Records provided:

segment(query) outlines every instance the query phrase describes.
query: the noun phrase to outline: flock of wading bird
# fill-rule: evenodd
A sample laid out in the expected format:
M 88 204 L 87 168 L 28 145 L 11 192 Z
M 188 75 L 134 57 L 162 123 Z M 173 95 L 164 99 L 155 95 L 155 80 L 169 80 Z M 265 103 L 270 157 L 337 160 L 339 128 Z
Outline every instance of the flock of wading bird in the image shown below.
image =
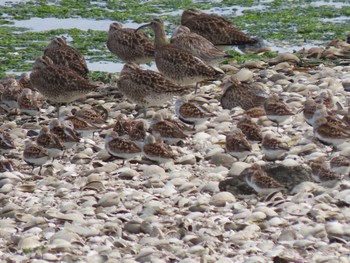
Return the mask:
M 143 28 L 154 32 L 154 43 L 142 32 Z M 60 158 L 64 150 L 79 143 L 81 136 L 101 129 L 111 129 L 105 137 L 105 149 L 114 157 L 131 159 L 144 155 L 157 163 L 175 159 L 169 144 L 186 140 L 195 133 L 195 126 L 215 115 L 193 100 L 201 82 L 221 80 L 224 93 L 221 105 L 224 109 L 240 106 L 245 114 L 226 135 L 227 153 L 244 160 L 252 154 L 253 142 L 261 144 L 267 161 L 283 159 L 289 151 L 274 132 L 262 134 L 255 118 L 266 116 L 277 124 L 292 117 L 293 113 L 278 94 L 269 93 L 256 83 L 241 83 L 234 75 L 227 76 L 215 66 L 229 55 L 217 46 L 257 44 L 258 39 L 240 31 L 231 22 L 217 15 L 205 14 L 196 9 L 185 10 L 170 39 L 166 38 L 164 24 L 159 19 L 137 29 L 123 28 L 112 23 L 109 28 L 107 47 L 126 64 L 117 80 L 117 89 L 131 102 L 139 105 L 146 116 L 146 109 L 158 107 L 178 97 L 175 114 L 164 116 L 159 112 L 148 123 L 144 119 L 130 119 L 120 114 L 115 124 L 107 122 L 108 114 L 97 109 L 81 108 L 59 112 L 61 103 L 70 103 L 84 98 L 88 93 L 102 88 L 88 79 L 88 67 L 84 57 L 66 40 L 52 40 L 38 57 L 33 70 L 16 81 L 2 81 L 1 105 L 3 114 L 13 108 L 28 115 L 38 115 L 48 99 L 56 104 L 58 118 L 42 125 L 38 135 L 25 142 L 23 160 L 40 166 L 39 174 L 46 162 Z M 155 61 L 157 71 L 144 70 L 139 64 Z M 321 142 L 338 145 L 350 137 L 349 114 L 343 119 L 336 117 L 332 95 L 323 92 L 314 100 L 307 98 L 303 113 L 305 121 L 313 127 L 315 138 Z M 0 131 L 0 150 L 9 153 L 15 148 L 9 131 Z M 349 159 L 339 157 L 334 162 L 349 166 Z M 345 163 L 345 164 L 344 164 Z M 322 160 L 310 164 L 317 181 L 338 180 L 341 175 L 329 169 Z M 11 170 L 11 160 L 3 158 L 0 169 Z M 33 171 L 33 170 L 32 170 Z M 258 164 L 245 171 L 247 184 L 258 193 L 282 190 L 283 185 L 269 177 Z

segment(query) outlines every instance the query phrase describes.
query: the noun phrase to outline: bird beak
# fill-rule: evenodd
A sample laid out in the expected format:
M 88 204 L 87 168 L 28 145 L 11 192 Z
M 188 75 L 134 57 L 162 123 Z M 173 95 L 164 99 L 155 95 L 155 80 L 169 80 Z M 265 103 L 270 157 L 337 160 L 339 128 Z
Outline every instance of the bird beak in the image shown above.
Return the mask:
M 136 28 L 135 32 L 139 31 L 141 28 L 145 28 L 145 27 L 149 27 L 151 25 L 151 23 L 148 23 L 148 24 L 144 24 L 138 28 Z

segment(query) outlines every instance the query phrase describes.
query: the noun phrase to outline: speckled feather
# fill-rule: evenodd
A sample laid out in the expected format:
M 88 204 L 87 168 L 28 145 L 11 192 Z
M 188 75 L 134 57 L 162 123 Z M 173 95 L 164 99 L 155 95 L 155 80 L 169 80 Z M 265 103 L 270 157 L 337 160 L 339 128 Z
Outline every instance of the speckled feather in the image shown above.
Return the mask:
M 241 83 L 235 76 L 225 79 L 223 88 L 225 92 L 221 97 L 221 105 L 224 109 L 237 106 L 244 110 L 262 107 L 268 97 L 267 92 L 260 86 Z
M 216 65 L 230 57 L 214 46 L 206 38 L 191 32 L 188 27 L 178 26 L 171 36 L 170 43 L 178 48 L 187 50 L 209 65 Z
M 40 93 L 54 102 L 74 101 L 98 87 L 74 71 L 54 65 L 46 56 L 37 58 L 30 80 Z
M 187 9 L 182 13 L 181 24 L 187 26 L 214 45 L 253 44 L 257 40 L 248 36 L 223 17 L 205 14 L 196 9 Z
M 125 64 L 117 81 L 118 89 L 140 106 L 160 106 L 173 96 L 190 93 L 193 88 L 177 85 L 162 74 Z
M 119 23 L 112 23 L 108 32 L 107 47 L 124 62 L 143 64 L 154 59 L 152 41 L 142 32 L 123 28 Z
M 55 65 L 68 67 L 83 78 L 88 77 L 89 69 L 81 53 L 67 45 L 62 37 L 54 38 L 44 51 L 44 55 L 51 58 Z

Objective: Can you retype every record above exactly, leaving out the pictures?

Solution:
segment(query) outlines every instance the query phrase describes.
query: the noun phrase to outline: flock of wading bird
# fill-rule: evenodd
A sample laid out in the expected format:
M 88 204 L 87 168 L 28 145 L 11 192 Z
M 188 75 L 134 57 L 162 123 Z M 173 95 L 164 99 L 155 95 L 155 80 L 169 80 Z M 265 103 L 270 157 L 337 160 L 339 128 Z
Outline every instance of the flock of wading bird in the image shown below.
image =
Return the mask:
M 143 28 L 154 32 L 154 43 L 142 32 Z M 60 158 L 64 150 L 79 143 L 81 136 L 101 129 L 111 129 L 105 137 L 105 149 L 114 157 L 131 159 L 144 155 L 157 163 L 175 159 L 169 144 L 186 140 L 195 133 L 195 126 L 215 115 L 193 100 L 201 82 L 221 80 L 224 93 L 221 105 L 224 109 L 240 106 L 245 114 L 226 135 L 227 153 L 244 160 L 252 154 L 253 142 L 261 144 L 267 161 L 283 159 L 289 151 L 274 132 L 262 134 L 255 118 L 266 116 L 277 124 L 292 117 L 293 113 L 278 94 L 269 93 L 256 83 L 241 83 L 234 75 L 227 76 L 215 66 L 229 55 L 217 46 L 257 44 L 258 39 L 240 31 L 231 22 L 217 15 L 205 14 L 196 9 L 185 10 L 170 39 L 166 38 L 164 24 L 159 19 L 137 29 L 123 28 L 112 23 L 109 28 L 107 47 L 126 64 L 117 80 L 117 89 L 131 102 L 139 105 L 146 116 L 146 109 L 158 107 L 178 97 L 175 114 L 164 116 L 159 112 L 148 123 L 144 119 L 130 119 L 120 114 L 115 124 L 107 122 L 108 114 L 97 109 L 81 108 L 59 112 L 61 103 L 70 103 L 84 98 L 88 93 L 102 88 L 88 79 L 88 67 L 84 57 L 66 40 L 52 40 L 38 57 L 33 70 L 16 81 L 2 81 L 1 105 L 3 114 L 13 108 L 28 115 L 38 115 L 48 99 L 56 104 L 58 118 L 42 125 L 38 135 L 25 142 L 23 160 L 40 166 L 39 174 L 46 162 Z M 155 61 L 157 71 L 144 70 L 139 64 Z M 321 142 L 338 145 L 350 137 L 349 114 L 343 119 L 336 117 L 332 95 L 323 92 L 314 100 L 307 98 L 303 113 L 305 121 L 313 127 L 315 138 Z M 0 131 L 0 150 L 9 153 L 15 148 L 9 131 Z M 349 159 L 339 157 L 334 162 L 349 166 Z M 345 163 L 345 164 L 344 164 Z M 322 160 L 310 164 L 317 181 L 338 180 L 341 175 L 329 169 Z M 11 170 L 11 160 L 3 158 L 0 169 Z M 33 171 L 33 170 L 32 170 Z M 258 164 L 245 171 L 247 184 L 258 193 L 282 190 L 283 185 L 269 177 Z

segment(query) outlines every instance the query phrase describes.
query: the noun phrase to outline: bird beak
# fill-rule: evenodd
A sample laid out in the expected format:
M 88 204 L 87 168 L 28 145 L 11 192 Z
M 188 75 L 134 57 L 162 123 Z M 173 95 L 164 99 L 155 95 L 155 80 L 169 80 Z M 265 103 L 270 157 L 337 160 L 339 128 Z
Outline every instance of the bird beak in the image shown above.
Return the mask:
M 136 28 L 135 32 L 139 31 L 141 28 L 145 28 L 145 27 L 149 27 L 151 25 L 151 23 L 148 23 L 148 24 L 144 24 L 138 28 Z

segment(query) outlines every instance the query phrase describes.
query: the noun phrase to outline: speckled feather
# fill-rule: evenodd
A sample laid out in the expected format:
M 88 204 L 87 168 L 28 145 L 11 192 Z
M 188 75 L 134 57 L 162 123 Z M 173 95 L 164 99 L 155 95 L 155 80 L 169 80 Z M 265 103 L 270 157 L 337 160 L 339 128 Z
Outline every instance of the speckled feather in the image shown above.
Return the mask:
M 241 83 L 235 76 L 225 79 L 223 88 L 225 92 L 221 97 L 221 105 L 224 109 L 237 106 L 244 110 L 262 107 L 268 97 L 267 92 L 260 86 Z
M 216 65 L 230 57 L 214 46 L 206 38 L 191 32 L 188 27 L 178 26 L 171 36 L 170 43 L 178 48 L 187 50 L 209 65 Z
M 40 93 L 54 102 L 74 101 L 98 87 L 74 71 L 54 65 L 46 56 L 37 58 L 30 80 Z
M 187 9 L 182 13 L 181 24 L 187 26 L 214 45 L 253 44 L 257 40 L 248 36 L 223 17 L 205 14 L 196 9 Z
M 125 64 L 117 81 L 118 89 L 140 106 L 160 106 L 173 96 L 190 93 L 193 88 L 177 85 L 162 74 Z
M 119 23 L 112 23 L 108 32 L 107 47 L 124 62 L 143 64 L 154 59 L 152 41 L 142 32 L 123 28 Z
M 55 65 L 68 67 L 83 78 L 88 77 L 89 69 L 81 53 L 67 45 L 62 37 L 54 38 L 44 51 L 44 55 L 51 58 Z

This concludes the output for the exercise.